## [GIVEN INSTRUCTION]
Could you return, word for word, the lines that start at the one containing "Task: find the stone fortress" and continue through the end of the records below, including both the first and last of them?

Data records:
┄┄┄┄┄┄┄┄┄┄┄┄┄┄┄┄┄┄┄┄

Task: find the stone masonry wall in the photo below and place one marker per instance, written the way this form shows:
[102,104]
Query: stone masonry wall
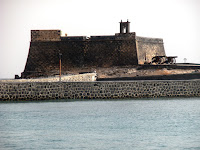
[43,57]
[147,48]
[45,35]
[87,77]
[98,90]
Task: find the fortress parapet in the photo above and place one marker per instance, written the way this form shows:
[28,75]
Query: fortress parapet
[45,35]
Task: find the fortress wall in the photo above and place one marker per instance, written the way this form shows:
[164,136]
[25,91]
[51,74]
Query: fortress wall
[43,58]
[98,90]
[108,53]
[148,48]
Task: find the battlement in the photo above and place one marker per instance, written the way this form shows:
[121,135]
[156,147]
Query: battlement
[45,35]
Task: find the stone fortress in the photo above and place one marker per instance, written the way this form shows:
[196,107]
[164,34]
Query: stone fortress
[89,53]
[121,62]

┄┄┄┄┄┄┄┄┄┄┄┄┄┄┄┄┄┄┄┄

## [SOLUTION FOR THIS PROBLEM]
Task: find the stone fortress in the photo above and place one marker per instance, written the way this form shows:
[196,107]
[164,34]
Query: stone fortress
[89,53]
[121,62]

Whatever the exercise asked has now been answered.